- **EXTRACT**:
================================
Schools Chancellor Dennis Walcott speaks at And thean Expanded Success Initiative announcement.

And then there were 40.

Earlier this year the Department of Education named 81 schools that could be eligible to lead one of the most significant educational programs in Mayor Michael Bloomberg’s Young Men’s Initiative.

Last month, 57 schools submitted proposals for the pot of funds attached to the program,  called the Expanded Success Initiative. The funds would go toward programs to improve the college readiness rates of male students.

The 40 schools that made the cut were named today. They will receive $250,000 each to pioneer new college-readiness strategies. Monitors will evaluate the progress the schools make over the course of the coming year and provide feedback for what may eventually become citywide policies.

The schools were selected because they have already made strides serving youth of color, but they are still struggling to meet the city’s new college readiness metrics, officials said. To be eligible, schools were required to have a four-year graduation rate above 65 percent, to have received an A or B on their most recent progress reports, and to have student bodies comprised of at least 35 percent are black or Latino males and 60 percent are qualified for free or reduced-price lunch.
================================
- **DATASET EXCERPT**:

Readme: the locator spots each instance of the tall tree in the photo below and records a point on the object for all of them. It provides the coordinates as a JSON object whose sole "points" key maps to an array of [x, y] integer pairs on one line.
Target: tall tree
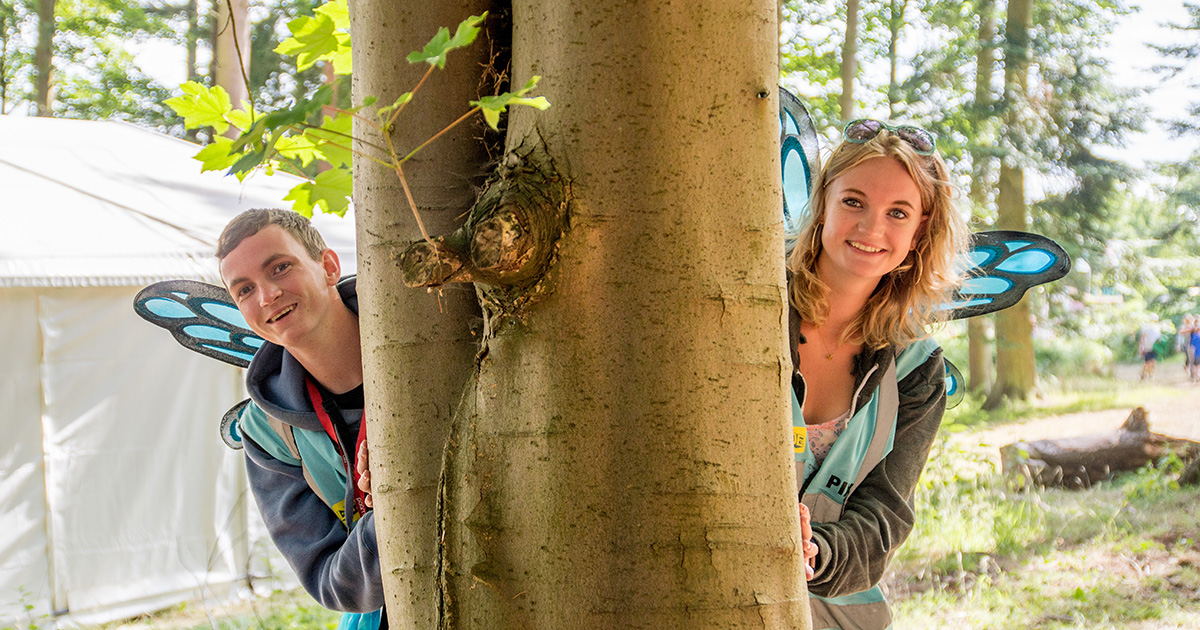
{"points": [[231, 48], [849, 63], [895, 23], [978, 351], [1179, 58], [619, 457], [1015, 370], [43, 59]]}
================================
- **THE TASK**: Reproduce the article about the Expanded Success Initiative word for word, from start to finish. The data isn't required for this.

- **EXERCISE OUTPUT**:
Schools Chancellor Dennis Walcott speaks at And thean Expanded Success Initiative announcement.

And then there were 40.

Earlier this year the Department of Education named 81 schools that could be eligible to lead one of the most significant educational programs in Mayor Michael Bloomberg’s Young Men’s Initiative.

Last month, 57 schools submitted proposals for the pot of funds attached to the program,  called the Expanded Success Initiative. The funds would go toward programs to improve the college readiness rates of male students.

The 40 schools that made the cut were named today. They will receive $250,000 each to pioneer new college-readiness strategies. Monitors will evaluate the progress the schools make over the course of the coming year and provide feedback for what may eventually become citywide policies.

The schools were selected because they have already made strides serving youth of color, but they are still struggling to meet the city’s new college readiness metrics, officials said. To be eligible, schools were required to have a four-year graduation rate above 65 percent, to have received an A or B on their most recent progress reports, and to have student bodies comprised of at least 35 percent are black or Latino males and 60 percent are qualified for free or reduced-price lunch.